> [INSTRUCTIONS FOR THE TASK]: Return every line of the rows below that contains the string "papaya", treating uppercase and lowercase letters as distinct.

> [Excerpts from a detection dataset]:
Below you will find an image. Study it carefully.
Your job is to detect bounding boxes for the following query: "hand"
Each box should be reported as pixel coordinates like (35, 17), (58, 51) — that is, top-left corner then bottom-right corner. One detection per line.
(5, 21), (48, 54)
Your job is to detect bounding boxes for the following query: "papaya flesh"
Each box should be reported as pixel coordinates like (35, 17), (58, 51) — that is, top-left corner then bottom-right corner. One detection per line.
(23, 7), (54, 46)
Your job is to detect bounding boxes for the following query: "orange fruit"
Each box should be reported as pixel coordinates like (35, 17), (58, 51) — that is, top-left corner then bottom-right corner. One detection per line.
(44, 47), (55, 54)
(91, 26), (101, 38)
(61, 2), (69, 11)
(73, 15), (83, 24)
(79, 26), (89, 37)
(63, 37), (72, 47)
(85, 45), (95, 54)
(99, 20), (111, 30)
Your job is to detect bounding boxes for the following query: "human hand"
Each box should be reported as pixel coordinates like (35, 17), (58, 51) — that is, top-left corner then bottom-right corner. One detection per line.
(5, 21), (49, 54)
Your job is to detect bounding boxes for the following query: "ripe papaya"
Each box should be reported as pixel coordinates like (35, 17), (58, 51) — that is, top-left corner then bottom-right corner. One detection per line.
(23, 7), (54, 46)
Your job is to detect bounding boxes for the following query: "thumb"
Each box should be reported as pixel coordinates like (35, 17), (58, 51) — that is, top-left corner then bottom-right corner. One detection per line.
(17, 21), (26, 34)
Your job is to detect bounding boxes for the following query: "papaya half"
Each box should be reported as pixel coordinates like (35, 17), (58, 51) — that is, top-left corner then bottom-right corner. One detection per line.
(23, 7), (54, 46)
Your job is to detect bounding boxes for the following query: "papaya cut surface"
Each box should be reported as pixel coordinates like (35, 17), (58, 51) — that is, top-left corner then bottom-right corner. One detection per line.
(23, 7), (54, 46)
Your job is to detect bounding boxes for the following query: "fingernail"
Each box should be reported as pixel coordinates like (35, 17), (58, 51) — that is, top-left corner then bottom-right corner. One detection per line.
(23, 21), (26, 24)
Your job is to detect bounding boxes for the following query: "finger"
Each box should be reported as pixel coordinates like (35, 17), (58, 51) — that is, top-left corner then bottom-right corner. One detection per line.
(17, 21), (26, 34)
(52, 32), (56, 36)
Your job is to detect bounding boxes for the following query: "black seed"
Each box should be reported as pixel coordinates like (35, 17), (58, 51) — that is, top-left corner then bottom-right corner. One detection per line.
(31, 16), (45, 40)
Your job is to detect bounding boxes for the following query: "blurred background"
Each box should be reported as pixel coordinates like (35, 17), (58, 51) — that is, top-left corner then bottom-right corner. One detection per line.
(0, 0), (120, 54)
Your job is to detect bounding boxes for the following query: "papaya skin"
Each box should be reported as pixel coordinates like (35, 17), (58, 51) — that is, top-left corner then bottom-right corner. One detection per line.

> [SOLUTION TO THE EXERCISE]:
Your job is to detect bounding boxes for the following query: "papaya flesh"
Your job is to detect bounding boxes for the following query: "ripe papaya"
Your job is to detect bounding boxes for the following query: "papaya half"
Your job is to detect bounding boxes for the following query: "papaya cut surface"
Your job is to detect bounding boxes for the following query: "papaya skin"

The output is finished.